**EXERCISE INSTRUCTIONS:** Pull out every line in the records below that contains the string "wheel", and copy each one over. Case counts, so a line matches only when the letters have the same capitalization.

**PROVIDED INFORMATION:**
◇ ◇ ◇ ◇ ◇ ◇ ◇

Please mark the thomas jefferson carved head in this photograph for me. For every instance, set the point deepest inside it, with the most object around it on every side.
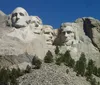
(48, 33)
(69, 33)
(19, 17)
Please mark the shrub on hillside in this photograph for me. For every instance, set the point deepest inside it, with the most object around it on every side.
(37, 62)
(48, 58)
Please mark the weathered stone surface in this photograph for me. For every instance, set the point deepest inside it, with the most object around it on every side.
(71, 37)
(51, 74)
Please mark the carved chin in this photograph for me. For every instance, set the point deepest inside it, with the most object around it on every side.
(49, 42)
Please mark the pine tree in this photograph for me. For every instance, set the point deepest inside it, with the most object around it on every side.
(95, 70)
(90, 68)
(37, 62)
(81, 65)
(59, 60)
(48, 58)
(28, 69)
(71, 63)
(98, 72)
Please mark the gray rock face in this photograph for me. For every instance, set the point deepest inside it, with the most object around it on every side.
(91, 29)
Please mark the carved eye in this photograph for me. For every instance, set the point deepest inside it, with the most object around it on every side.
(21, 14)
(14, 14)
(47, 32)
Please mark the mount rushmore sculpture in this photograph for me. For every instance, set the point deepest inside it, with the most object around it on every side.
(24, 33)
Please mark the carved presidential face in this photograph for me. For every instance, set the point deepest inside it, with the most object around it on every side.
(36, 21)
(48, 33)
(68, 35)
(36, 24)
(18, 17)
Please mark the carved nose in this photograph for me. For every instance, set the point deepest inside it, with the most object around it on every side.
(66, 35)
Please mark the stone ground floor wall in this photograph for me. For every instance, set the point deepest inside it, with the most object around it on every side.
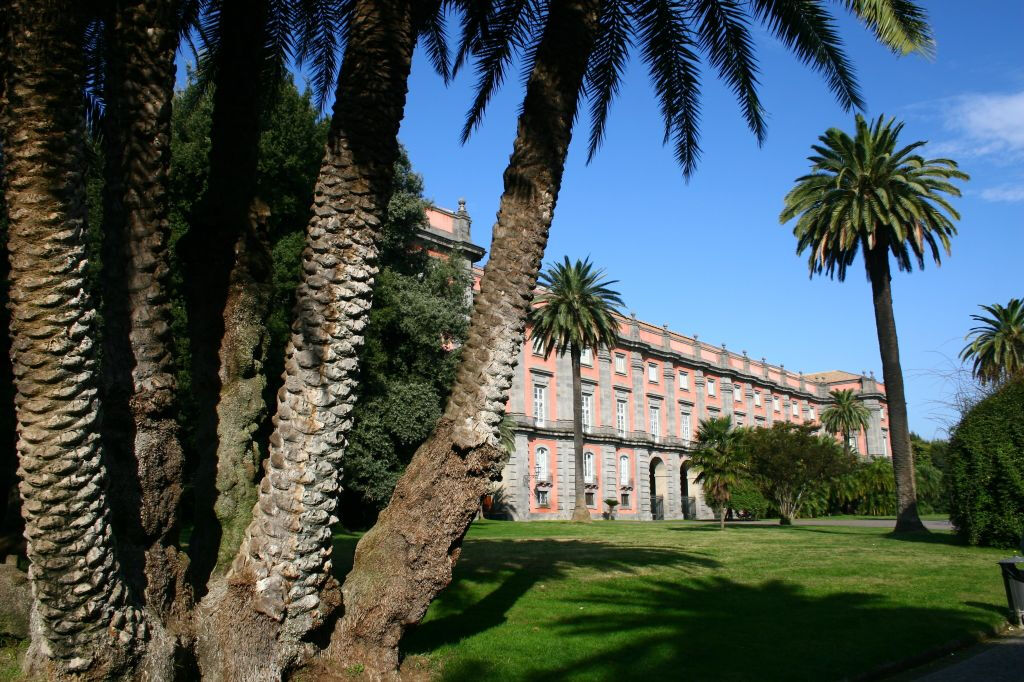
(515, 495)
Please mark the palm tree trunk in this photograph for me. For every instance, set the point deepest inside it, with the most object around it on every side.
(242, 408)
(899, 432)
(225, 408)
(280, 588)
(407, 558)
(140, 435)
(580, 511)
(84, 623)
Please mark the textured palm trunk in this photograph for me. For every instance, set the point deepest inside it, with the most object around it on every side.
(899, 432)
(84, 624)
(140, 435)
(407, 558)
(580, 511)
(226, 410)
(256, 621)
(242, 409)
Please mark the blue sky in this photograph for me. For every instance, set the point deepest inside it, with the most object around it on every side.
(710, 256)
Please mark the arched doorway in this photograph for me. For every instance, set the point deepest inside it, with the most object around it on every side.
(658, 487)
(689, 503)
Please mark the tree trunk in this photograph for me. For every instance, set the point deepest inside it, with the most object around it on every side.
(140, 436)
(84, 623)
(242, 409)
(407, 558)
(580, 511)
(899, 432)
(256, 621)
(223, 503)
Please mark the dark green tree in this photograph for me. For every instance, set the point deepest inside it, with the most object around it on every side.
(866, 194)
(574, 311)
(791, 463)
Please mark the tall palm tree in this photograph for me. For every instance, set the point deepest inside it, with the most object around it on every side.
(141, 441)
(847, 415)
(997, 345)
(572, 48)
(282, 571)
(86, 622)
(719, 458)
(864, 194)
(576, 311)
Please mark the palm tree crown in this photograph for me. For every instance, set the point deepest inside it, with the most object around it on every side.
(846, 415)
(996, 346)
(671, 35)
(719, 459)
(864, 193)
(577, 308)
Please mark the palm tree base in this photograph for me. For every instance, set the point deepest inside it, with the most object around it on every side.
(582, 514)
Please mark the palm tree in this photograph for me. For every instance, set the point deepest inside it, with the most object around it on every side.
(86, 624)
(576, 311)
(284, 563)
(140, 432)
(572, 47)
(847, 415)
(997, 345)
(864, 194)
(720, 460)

◇ ◇ ◇ ◇ ◇ ◇ ◇

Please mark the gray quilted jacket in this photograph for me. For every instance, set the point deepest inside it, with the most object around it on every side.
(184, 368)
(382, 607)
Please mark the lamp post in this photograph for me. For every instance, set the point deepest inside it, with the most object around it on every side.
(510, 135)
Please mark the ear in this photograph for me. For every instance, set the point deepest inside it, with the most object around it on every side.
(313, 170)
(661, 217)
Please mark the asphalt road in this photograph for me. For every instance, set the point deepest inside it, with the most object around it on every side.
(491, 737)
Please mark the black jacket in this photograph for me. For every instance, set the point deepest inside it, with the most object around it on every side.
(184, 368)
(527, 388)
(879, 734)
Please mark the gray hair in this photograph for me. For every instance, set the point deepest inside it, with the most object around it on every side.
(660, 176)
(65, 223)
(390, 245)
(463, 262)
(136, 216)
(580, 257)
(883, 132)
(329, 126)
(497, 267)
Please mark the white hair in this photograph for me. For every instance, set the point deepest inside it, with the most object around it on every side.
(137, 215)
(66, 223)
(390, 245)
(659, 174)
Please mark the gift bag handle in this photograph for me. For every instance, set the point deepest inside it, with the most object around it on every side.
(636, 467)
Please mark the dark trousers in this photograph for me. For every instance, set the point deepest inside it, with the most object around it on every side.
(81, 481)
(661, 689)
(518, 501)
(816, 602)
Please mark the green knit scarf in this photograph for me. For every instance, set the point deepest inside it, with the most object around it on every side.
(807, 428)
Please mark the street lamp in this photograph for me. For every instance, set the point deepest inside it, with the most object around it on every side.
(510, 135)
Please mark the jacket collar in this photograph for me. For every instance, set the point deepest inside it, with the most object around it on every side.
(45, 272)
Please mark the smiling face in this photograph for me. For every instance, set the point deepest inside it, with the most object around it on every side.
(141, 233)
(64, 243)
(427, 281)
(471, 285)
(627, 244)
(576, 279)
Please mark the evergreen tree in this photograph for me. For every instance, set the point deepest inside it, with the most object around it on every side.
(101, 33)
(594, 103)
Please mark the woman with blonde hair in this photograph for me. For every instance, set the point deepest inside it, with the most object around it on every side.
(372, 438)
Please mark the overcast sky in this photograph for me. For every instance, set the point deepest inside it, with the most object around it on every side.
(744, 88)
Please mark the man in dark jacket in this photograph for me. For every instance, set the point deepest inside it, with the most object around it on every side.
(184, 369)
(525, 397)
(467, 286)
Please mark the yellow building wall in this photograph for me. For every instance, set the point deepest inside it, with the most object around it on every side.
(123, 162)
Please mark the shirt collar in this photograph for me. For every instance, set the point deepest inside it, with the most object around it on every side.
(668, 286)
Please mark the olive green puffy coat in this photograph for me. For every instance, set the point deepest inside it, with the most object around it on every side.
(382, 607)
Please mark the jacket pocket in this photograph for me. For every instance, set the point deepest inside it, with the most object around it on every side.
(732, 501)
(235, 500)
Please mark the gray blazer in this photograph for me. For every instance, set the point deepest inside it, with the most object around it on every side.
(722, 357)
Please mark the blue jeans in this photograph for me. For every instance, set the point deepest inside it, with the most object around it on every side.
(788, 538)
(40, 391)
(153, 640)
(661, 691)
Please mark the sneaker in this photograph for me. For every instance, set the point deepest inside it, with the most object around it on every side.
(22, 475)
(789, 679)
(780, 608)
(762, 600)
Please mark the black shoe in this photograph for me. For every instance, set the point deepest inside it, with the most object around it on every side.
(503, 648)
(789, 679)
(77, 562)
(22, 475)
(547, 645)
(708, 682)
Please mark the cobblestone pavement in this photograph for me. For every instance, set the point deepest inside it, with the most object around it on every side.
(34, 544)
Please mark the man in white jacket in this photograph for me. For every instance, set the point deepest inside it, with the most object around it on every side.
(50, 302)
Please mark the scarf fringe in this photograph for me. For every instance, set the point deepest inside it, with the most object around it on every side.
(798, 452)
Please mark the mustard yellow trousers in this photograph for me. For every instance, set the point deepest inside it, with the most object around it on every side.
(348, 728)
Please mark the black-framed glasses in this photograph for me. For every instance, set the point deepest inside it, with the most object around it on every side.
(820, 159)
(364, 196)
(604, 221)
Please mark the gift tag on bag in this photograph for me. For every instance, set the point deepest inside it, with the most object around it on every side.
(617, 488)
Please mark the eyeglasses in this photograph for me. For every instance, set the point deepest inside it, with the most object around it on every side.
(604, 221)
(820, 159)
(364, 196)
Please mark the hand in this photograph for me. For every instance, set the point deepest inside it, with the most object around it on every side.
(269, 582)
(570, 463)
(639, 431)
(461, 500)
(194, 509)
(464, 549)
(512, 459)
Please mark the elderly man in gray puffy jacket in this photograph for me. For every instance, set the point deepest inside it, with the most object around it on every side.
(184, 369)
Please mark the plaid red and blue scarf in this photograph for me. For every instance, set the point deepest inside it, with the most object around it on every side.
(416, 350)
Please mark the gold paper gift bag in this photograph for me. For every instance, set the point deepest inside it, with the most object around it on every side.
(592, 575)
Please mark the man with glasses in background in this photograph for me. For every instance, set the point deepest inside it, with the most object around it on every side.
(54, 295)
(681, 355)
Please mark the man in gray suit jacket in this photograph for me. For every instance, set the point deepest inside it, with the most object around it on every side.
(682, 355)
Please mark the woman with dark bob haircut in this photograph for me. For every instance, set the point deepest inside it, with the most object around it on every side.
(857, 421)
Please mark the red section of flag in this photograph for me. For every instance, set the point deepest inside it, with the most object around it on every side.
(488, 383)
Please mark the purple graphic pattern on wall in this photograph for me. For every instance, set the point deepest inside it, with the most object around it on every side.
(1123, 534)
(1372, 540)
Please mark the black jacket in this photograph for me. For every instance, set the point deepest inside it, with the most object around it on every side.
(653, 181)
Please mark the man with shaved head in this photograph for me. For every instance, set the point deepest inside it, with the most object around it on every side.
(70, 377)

◇ ◇ ◇ ◇ ◇ ◇ ◇

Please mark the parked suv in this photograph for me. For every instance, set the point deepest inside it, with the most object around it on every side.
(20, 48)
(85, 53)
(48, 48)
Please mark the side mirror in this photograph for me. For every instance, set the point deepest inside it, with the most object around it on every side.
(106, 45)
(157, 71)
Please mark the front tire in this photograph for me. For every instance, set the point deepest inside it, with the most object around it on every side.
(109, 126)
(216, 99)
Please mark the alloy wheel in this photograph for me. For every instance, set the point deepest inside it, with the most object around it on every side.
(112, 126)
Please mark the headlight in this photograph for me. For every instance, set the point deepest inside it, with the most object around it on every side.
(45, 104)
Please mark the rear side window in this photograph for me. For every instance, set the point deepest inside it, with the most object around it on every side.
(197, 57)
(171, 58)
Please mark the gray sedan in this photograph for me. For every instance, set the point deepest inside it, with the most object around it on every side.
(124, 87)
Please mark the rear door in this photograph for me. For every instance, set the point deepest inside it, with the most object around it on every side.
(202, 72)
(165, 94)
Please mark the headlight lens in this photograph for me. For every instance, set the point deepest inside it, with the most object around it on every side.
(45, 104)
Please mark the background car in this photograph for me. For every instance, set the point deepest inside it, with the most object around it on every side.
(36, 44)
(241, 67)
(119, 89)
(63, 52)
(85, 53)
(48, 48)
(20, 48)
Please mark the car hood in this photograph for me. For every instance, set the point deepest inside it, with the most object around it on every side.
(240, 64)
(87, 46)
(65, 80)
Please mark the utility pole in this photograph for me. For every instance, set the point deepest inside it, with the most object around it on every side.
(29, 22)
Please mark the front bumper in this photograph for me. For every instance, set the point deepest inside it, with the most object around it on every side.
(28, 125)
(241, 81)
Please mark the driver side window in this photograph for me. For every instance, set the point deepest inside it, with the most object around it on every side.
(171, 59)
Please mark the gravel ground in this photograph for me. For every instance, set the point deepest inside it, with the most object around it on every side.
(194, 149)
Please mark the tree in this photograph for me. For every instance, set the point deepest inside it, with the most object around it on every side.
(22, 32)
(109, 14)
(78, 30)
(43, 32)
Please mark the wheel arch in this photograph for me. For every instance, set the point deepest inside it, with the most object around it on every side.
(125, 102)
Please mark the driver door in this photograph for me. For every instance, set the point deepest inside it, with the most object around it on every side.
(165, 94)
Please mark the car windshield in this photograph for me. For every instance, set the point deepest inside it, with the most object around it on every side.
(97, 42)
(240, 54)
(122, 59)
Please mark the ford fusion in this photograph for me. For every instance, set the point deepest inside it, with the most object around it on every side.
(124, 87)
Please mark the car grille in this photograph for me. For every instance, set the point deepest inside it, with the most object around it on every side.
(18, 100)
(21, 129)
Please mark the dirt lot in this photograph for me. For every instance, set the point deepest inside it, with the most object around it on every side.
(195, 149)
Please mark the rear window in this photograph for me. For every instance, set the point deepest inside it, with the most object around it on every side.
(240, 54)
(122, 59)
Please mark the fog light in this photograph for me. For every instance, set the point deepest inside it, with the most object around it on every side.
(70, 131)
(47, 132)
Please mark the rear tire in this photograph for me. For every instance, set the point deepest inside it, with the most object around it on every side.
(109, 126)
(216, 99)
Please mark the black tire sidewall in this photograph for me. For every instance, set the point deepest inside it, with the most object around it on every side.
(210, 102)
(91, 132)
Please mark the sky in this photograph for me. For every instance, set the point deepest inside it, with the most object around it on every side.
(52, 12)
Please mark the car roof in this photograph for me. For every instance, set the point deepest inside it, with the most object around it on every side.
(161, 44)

◇ ◇ ◇ ◇ ◇ ◇ ◇

**CORRECT OUTPUT:**
Please mark the alloy wheel in this photograph for me. For every instance, set the point deepest inside it, with the most object around it on every side.
Please mark the wheel arch in this photograph for me. For every instance, set the point deepest inside it, with the most object around it on every side.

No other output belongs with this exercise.